Every line of the material below must be repeated exactly.
— start GIVEN ENTRIES —
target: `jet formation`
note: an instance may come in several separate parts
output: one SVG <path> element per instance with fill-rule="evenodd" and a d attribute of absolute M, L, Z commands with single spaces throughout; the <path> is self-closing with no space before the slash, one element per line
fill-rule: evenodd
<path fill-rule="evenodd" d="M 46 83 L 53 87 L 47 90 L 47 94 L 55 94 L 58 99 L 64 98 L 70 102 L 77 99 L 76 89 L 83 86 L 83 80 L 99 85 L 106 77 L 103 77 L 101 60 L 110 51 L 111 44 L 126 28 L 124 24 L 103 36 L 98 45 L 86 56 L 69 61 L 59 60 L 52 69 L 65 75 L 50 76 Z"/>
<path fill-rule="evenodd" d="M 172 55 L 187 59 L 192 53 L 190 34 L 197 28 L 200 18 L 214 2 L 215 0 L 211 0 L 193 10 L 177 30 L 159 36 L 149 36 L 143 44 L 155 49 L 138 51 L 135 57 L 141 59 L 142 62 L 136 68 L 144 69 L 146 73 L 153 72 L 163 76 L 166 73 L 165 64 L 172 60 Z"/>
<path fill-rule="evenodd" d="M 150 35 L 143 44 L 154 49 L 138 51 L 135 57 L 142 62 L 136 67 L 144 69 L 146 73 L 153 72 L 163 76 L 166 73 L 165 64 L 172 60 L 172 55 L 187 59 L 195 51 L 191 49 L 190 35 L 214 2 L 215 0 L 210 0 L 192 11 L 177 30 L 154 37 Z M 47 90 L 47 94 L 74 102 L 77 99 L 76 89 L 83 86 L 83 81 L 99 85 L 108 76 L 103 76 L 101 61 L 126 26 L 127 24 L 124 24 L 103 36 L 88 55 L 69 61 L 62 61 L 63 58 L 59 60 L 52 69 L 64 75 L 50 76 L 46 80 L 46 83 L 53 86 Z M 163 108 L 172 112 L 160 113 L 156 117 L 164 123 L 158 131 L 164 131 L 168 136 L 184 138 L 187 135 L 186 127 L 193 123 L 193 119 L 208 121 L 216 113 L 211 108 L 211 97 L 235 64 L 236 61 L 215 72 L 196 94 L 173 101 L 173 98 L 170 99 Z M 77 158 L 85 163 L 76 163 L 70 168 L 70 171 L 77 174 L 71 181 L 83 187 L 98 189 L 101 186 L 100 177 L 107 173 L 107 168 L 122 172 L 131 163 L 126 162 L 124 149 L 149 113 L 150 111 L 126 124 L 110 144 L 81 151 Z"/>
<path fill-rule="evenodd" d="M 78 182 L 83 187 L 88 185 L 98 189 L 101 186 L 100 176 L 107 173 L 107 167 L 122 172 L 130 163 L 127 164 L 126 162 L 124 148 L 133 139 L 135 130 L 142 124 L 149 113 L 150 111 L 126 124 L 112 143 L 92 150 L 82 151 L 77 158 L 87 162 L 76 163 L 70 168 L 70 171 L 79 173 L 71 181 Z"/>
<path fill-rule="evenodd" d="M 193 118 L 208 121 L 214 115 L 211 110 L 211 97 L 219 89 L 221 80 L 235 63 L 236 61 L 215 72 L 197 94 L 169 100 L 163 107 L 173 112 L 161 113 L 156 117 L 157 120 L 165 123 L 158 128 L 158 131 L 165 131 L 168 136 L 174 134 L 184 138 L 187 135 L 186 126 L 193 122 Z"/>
— end GIVEN ENTRIES —
### SOLUTION TO THIS TASK
target: `jet formation`
note: an instance may come in several separate parts
output: one SVG <path> element per instance with fill-rule="evenodd" and a d attribute of absolute M, L, Z commands with single spaces throughout; the <path> is self-closing with no space before the slash, one element per line
fill-rule: evenodd
<path fill-rule="evenodd" d="M 46 83 L 53 87 L 47 90 L 47 94 L 55 94 L 58 99 L 64 98 L 70 102 L 77 99 L 76 89 L 83 86 L 83 80 L 99 85 L 106 77 L 103 77 L 101 60 L 110 51 L 111 44 L 126 28 L 124 24 L 103 36 L 98 45 L 86 56 L 69 61 L 59 60 L 52 69 L 65 75 L 50 76 Z"/>
<path fill-rule="evenodd" d="M 172 55 L 187 59 L 192 53 L 190 34 L 197 28 L 200 18 L 214 2 L 215 0 L 211 0 L 193 10 L 177 30 L 159 36 L 149 36 L 143 44 L 155 49 L 138 51 L 135 57 L 141 59 L 142 62 L 136 68 L 144 69 L 146 73 L 153 72 L 163 76 L 166 73 L 165 64 L 172 60 Z"/>
<path fill-rule="evenodd" d="M 150 35 L 143 44 L 154 49 L 138 51 L 135 57 L 142 62 L 136 67 L 144 69 L 146 73 L 153 72 L 163 76 L 166 73 L 165 64 L 172 60 L 172 55 L 187 59 L 195 51 L 191 49 L 190 35 L 214 2 L 215 0 L 210 0 L 192 11 L 177 30 L 154 37 Z M 47 90 L 47 94 L 74 102 L 77 99 L 76 89 L 83 86 L 83 81 L 99 85 L 108 76 L 103 76 L 101 61 L 126 26 L 127 24 L 124 24 L 103 36 L 88 55 L 69 61 L 62 61 L 63 58 L 59 60 L 52 69 L 64 75 L 50 76 L 46 80 L 46 83 L 53 86 Z M 163 108 L 172 112 L 160 113 L 156 117 L 164 123 L 158 131 L 164 131 L 168 136 L 184 138 L 187 135 L 186 127 L 193 123 L 193 119 L 208 121 L 216 113 L 211 108 L 211 97 L 235 64 L 236 61 L 215 72 L 196 94 L 173 101 L 173 98 L 170 99 Z M 77 158 L 85 163 L 76 163 L 70 168 L 70 171 L 77 174 L 71 181 L 83 187 L 98 189 L 101 186 L 100 177 L 107 173 L 107 168 L 122 172 L 131 163 L 126 162 L 124 149 L 149 113 L 150 111 L 126 124 L 110 144 L 81 151 Z"/>
<path fill-rule="evenodd" d="M 78 182 L 83 187 L 88 185 L 98 189 L 101 186 L 100 176 L 107 173 L 107 167 L 122 172 L 130 163 L 127 164 L 126 162 L 124 148 L 133 139 L 135 130 L 142 124 L 149 113 L 150 111 L 126 124 L 112 143 L 92 150 L 82 151 L 77 158 L 87 162 L 76 163 L 70 168 L 70 171 L 79 173 L 71 181 Z"/>
<path fill-rule="evenodd" d="M 193 118 L 208 121 L 214 115 L 211 110 L 211 97 L 219 89 L 221 80 L 235 63 L 236 61 L 215 72 L 197 94 L 169 100 L 163 107 L 173 112 L 161 113 L 156 117 L 157 120 L 165 123 L 158 128 L 158 131 L 165 131 L 168 136 L 174 134 L 184 138 L 187 135 L 186 126 L 193 122 Z"/>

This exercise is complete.